**Exercise details:** Exclude any images and output the remaining records exactly.

**Materials provided:**
--

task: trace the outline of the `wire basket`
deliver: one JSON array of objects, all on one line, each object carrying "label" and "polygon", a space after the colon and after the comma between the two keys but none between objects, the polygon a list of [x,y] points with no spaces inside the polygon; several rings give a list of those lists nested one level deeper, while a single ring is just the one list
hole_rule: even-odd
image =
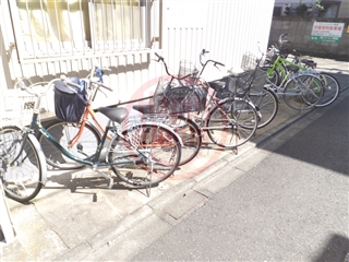
[{"label": "wire basket", "polygon": [[155,104],[157,112],[176,115],[202,111],[206,106],[207,92],[196,86],[176,86],[166,92]]},{"label": "wire basket", "polygon": [[256,66],[258,64],[260,59],[252,55],[252,53],[244,53],[242,56],[242,61],[241,61],[241,69],[249,70],[249,69],[255,69]]},{"label": "wire basket", "polygon": [[[8,90],[0,126],[25,127],[32,121],[36,97],[20,90]],[[1,114],[2,115],[2,114]]]},{"label": "wire basket", "polygon": [[258,94],[263,92],[264,85],[266,83],[266,70],[262,70],[260,68],[256,69],[252,81],[250,94]]},{"label": "wire basket", "polygon": [[196,76],[198,73],[198,70],[196,69],[195,64],[192,63],[191,61],[188,60],[181,60],[179,62],[179,72],[178,76],[183,78],[183,76]]}]

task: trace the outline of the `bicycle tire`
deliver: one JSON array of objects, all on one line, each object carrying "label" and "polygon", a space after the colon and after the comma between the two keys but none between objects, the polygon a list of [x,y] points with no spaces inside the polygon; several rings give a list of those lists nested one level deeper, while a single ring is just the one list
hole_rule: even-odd
[{"label": "bicycle tire", "polygon": [[[264,66],[261,67],[260,69],[263,71],[268,71],[273,66]],[[266,84],[272,84],[279,86],[281,83],[281,76],[280,73],[277,70],[274,70],[272,74],[267,78]]]},{"label": "bicycle tire", "polygon": [[[12,166],[9,164],[23,151]],[[43,169],[38,152],[17,127],[0,129],[0,175],[5,195],[21,203],[34,199],[43,187]]]},{"label": "bicycle tire", "polygon": [[292,109],[302,111],[314,108],[321,100],[324,87],[313,74],[299,74],[290,79],[284,88],[284,100]]},{"label": "bicycle tire", "polygon": [[206,129],[209,139],[222,147],[240,146],[254,135],[258,116],[253,105],[244,99],[225,99],[207,116]]},{"label": "bicycle tire", "polygon": [[[62,145],[67,151],[79,158],[88,158],[94,153],[100,143],[99,132],[88,122],[85,123],[83,133],[77,143],[72,148],[69,148],[69,142],[76,135],[80,130],[79,123],[69,123],[60,120],[46,127],[46,130]],[[52,168],[62,170],[79,169],[84,167],[84,164],[74,162],[63,153],[61,153],[44,134],[39,136],[46,162]]]},{"label": "bicycle tire", "polygon": [[[116,163],[111,169],[120,180],[135,187],[152,187],[166,180],[177,169],[181,144],[170,129],[157,123],[135,123],[123,130],[122,135],[125,140],[117,135],[111,141],[107,158],[109,163]],[[147,157],[140,157],[130,144]]]},{"label": "bicycle tire", "polygon": [[261,112],[262,118],[258,121],[257,129],[264,128],[269,124],[279,108],[279,102],[273,91],[264,88],[260,94],[249,95],[252,104],[256,107],[256,110]]},{"label": "bicycle tire", "polygon": [[340,93],[338,80],[329,73],[320,73],[320,79],[324,84],[324,95],[315,107],[325,107],[334,103]]}]

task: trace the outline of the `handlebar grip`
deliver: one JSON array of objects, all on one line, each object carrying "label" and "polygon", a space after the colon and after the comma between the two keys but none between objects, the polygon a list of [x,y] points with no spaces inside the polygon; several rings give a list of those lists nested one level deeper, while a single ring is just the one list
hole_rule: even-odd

--

**Written response:**
task: trace the outline of the `wire basket`
deliver: one JSON array of objects, all on one line, each object carrying "label" and "polygon", a space after the colon and after the comma between the two keys but none between objects, the polygon a list of [x,y] points with no spaces inside the polygon; several rings give a list of those lists nested one level deeper, while a single ring is just the one list
hole_rule: even-odd
image =
[{"label": "wire basket", "polygon": [[155,104],[157,112],[176,115],[202,111],[206,106],[207,92],[196,86],[176,86],[166,92]]},{"label": "wire basket", "polygon": [[256,66],[258,64],[260,59],[252,55],[252,53],[244,53],[242,56],[242,61],[241,61],[241,69],[249,70],[249,69],[255,69]]},{"label": "wire basket", "polygon": [[[8,90],[0,126],[25,127],[32,121],[36,97],[20,90]],[[1,114],[2,115],[2,114]]]},{"label": "wire basket", "polygon": [[258,94],[263,92],[264,85],[266,83],[266,70],[262,70],[260,68],[256,69],[252,81],[250,94]]},{"label": "wire basket", "polygon": [[196,76],[198,73],[198,70],[196,69],[195,64],[192,63],[191,61],[188,60],[181,60],[179,62],[179,72],[178,76],[183,78],[183,76]]}]

task: trace the outline of the `bicycle tire`
deliver: one JSON array of objects, all on one line, each object carrying "label" and "polygon", a space after the colon and after the comma between the two keys but none between objects, the polygon a list of [x,y] points with no spaces inside the polygon; several rings give a list of those lists nested one level deeper, while a single ring is just the one list
hole_rule: even-odd
[{"label": "bicycle tire", "polygon": [[[264,66],[261,67],[260,69],[263,71],[268,71],[273,66]],[[266,84],[272,84],[279,86],[281,83],[281,76],[280,73],[277,70],[274,70],[272,74],[267,78]]]},{"label": "bicycle tire", "polygon": [[[12,166],[9,164],[23,151]],[[43,169],[38,152],[17,127],[0,129],[0,175],[5,195],[21,203],[34,199],[43,187]]]},{"label": "bicycle tire", "polygon": [[292,109],[302,111],[314,108],[321,100],[324,87],[313,74],[299,74],[290,79],[284,88],[284,100]]},{"label": "bicycle tire", "polygon": [[206,129],[209,139],[222,147],[240,146],[254,135],[258,116],[253,105],[244,99],[225,99],[207,116]]},{"label": "bicycle tire", "polygon": [[[62,145],[67,151],[79,158],[88,158],[94,153],[100,143],[99,132],[88,122],[85,123],[83,133],[77,143],[72,148],[69,148],[69,142],[76,135],[80,130],[79,123],[69,123],[60,120],[46,127],[46,130]],[[52,168],[62,170],[79,169],[84,167],[84,164],[74,162],[63,153],[61,153],[44,134],[39,136],[46,162]]]},{"label": "bicycle tire", "polygon": [[[116,163],[111,169],[120,180],[135,187],[152,187],[166,180],[177,169],[181,144],[170,129],[157,123],[135,123],[123,130],[122,135],[125,140],[117,135],[111,141],[107,158],[109,163]],[[147,157],[140,157],[130,144]]]},{"label": "bicycle tire", "polygon": [[261,112],[262,118],[258,121],[257,129],[264,128],[269,124],[279,108],[279,102],[273,91],[264,88],[260,94],[249,95],[252,104],[256,107],[256,110]]},{"label": "bicycle tire", "polygon": [[340,93],[338,80],[329,73],[320,73],[320,79],[324,84],[324,95],[315,107],[325,107],[334,103]]}]

task: trace the outline of the `handlebar grip`
deliver: one JSON array of objects, all on one line, each object carrying "label" and "polygon", a space after the colon and after the comma between the two keys but none between objects, the polygon a list of [x,y] points with no spaces inside the polygon; several rings give a list of those lists nested one level deeper, while a single ring is just the one list
hole_rule: even-odd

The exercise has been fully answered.